> Exercise requirements
a) According to the forum post, what constant voltage increment is applied per 5 kg of pedal pressure?
b) Rewrite the forum post starting at "Q2. Sounds like" and ending at "effective motor resistance.)", replacing "applied voltage" with "supply voltage" throughout.
═════ Given text ═════
If I'm reading correctly, your controller recognizes 9 pedal "pressures" (0, 5, 10, 15, 20, 30, 40, 50, 60) kg. (Kilograms aren't pressure units, but they work if pedal force in Newtons is divided by some standard acceleration of gravity and pedal contact area.)

Your constant Deltage Voltage increments of 208 mV per 5 kg effectively assign a max voltage to each pedal pressure in the linear sequence (753, 951, 1169, 1377, 1585 2001, 2417, 2833, 3249) mV.

Let me start with some questions:

Q1. Is the above correct?

Q2. Sounds like your controller varies the motor's mechanical output (either power or torque) by varying applied voltage rather than current. Correct?

Q3: If so, any ideas on the relationship between applied voltage and output power or torque in your motor? (For example, in the ideal case, output torque would be linear with applied voltage at constant effective motor resistance.)

 

[smorgasbord]

Thanks for sharing these nuts and bolts. Don"t have your motor and controller, just interested in how PAS levels are spaced in real torque-sensing ebikes.
═════ Entries ═════
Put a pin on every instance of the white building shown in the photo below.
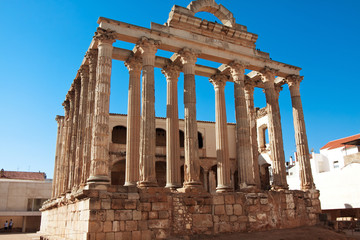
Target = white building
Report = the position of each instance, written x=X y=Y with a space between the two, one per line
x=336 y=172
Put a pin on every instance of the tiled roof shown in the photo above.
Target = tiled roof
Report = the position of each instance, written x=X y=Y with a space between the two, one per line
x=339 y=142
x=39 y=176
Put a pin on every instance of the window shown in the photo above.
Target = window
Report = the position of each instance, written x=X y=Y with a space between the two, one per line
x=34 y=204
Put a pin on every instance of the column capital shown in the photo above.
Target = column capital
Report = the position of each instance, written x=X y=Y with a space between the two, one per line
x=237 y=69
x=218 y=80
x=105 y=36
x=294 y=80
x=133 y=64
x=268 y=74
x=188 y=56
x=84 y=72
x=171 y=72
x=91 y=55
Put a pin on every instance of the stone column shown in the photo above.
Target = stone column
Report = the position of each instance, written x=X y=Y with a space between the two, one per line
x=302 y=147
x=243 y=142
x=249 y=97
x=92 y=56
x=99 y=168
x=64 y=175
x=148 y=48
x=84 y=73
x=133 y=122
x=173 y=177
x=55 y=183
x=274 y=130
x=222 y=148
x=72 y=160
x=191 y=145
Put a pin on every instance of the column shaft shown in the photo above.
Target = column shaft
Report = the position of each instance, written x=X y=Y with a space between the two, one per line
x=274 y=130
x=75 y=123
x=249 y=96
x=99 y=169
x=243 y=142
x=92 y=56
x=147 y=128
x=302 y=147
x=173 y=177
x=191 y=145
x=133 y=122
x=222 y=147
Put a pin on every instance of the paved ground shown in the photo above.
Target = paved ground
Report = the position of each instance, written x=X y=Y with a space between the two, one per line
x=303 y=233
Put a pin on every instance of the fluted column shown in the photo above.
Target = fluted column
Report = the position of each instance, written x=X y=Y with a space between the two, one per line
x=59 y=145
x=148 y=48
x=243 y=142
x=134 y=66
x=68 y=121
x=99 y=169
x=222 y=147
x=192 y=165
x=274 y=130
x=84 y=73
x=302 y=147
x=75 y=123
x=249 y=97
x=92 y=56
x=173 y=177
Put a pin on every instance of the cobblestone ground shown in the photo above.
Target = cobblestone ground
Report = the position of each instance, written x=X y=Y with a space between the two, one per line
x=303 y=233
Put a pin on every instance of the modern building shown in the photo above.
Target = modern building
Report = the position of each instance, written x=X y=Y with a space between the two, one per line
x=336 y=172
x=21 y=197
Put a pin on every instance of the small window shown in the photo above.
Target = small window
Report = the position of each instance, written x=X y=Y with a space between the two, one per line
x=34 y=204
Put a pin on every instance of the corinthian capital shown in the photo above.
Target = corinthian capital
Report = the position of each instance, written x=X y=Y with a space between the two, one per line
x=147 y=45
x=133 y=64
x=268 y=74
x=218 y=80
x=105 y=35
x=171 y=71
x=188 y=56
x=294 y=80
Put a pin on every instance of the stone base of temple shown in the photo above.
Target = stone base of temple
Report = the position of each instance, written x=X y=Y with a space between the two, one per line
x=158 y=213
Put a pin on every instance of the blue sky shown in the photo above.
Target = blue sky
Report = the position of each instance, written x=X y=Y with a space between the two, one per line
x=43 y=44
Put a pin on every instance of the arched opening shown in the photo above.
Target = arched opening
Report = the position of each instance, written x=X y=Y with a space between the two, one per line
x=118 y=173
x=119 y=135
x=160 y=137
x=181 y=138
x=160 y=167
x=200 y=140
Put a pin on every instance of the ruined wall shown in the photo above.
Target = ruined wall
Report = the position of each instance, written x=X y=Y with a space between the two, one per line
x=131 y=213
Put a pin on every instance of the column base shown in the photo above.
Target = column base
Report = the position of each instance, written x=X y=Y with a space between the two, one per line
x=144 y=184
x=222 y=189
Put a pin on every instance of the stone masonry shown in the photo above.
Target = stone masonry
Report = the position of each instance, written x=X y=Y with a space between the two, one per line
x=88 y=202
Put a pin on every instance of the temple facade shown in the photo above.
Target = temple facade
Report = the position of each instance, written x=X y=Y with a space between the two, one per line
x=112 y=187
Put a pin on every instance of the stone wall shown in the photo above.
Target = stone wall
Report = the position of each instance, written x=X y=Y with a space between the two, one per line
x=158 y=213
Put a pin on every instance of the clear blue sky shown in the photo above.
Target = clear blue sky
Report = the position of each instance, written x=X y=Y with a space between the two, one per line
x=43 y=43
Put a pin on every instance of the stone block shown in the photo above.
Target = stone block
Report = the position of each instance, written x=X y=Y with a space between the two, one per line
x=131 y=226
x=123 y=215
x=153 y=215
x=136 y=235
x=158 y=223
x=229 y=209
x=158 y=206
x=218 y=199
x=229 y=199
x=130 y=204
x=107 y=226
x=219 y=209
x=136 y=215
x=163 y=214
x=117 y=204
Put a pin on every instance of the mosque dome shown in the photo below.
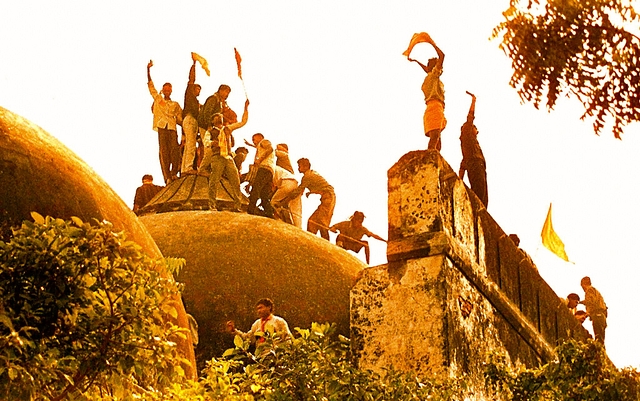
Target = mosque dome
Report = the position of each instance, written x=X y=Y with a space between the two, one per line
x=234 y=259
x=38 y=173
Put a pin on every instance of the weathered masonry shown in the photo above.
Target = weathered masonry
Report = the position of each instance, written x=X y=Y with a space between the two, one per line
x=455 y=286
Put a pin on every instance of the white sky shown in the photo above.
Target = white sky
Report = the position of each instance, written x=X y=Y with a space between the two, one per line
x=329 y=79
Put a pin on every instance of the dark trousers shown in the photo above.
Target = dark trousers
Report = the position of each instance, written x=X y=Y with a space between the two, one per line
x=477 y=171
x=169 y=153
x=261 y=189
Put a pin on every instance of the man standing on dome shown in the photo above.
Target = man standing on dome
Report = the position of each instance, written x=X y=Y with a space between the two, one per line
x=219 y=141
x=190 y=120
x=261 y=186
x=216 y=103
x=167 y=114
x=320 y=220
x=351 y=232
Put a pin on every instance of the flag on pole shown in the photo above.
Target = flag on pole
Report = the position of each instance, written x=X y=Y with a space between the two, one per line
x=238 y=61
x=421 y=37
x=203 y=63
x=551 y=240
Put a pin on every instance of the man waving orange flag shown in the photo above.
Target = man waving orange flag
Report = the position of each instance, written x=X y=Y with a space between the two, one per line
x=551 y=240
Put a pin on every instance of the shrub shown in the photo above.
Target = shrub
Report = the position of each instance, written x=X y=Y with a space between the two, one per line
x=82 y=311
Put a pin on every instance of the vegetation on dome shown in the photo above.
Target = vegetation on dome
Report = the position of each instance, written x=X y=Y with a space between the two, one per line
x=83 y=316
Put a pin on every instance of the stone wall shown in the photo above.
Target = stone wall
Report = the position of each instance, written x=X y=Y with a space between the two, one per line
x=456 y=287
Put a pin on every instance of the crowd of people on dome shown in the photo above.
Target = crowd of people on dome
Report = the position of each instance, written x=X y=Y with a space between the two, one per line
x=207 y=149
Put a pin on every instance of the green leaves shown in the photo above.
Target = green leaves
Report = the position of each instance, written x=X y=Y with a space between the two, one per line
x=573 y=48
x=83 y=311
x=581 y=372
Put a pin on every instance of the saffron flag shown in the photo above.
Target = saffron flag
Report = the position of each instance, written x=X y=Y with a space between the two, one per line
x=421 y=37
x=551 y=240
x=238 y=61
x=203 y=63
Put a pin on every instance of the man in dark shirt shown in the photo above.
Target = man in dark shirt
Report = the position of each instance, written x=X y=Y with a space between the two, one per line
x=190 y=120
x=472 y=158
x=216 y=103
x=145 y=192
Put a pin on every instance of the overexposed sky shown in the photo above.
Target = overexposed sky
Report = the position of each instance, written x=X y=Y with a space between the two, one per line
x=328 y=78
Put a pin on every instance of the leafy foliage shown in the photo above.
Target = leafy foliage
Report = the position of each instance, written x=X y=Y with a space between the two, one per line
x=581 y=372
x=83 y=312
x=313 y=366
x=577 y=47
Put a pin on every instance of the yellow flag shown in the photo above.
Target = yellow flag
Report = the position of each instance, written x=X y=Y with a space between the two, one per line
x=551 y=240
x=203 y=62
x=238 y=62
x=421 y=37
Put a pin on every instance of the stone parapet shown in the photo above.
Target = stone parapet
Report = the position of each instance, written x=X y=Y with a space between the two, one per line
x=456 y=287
═════
> The solutions
a) 208 mV

b)
Q2. Sounds like your controller varies the motor's mechanical output (either power or torque) by varying supply voltage rather than current. Correct?

Q3: If so, any ideas on the relationship between supply voltage and output power or torque in your motor? (For example, in the ideal case, output torque would be linear with supply voltage at constant effective motor resistance.)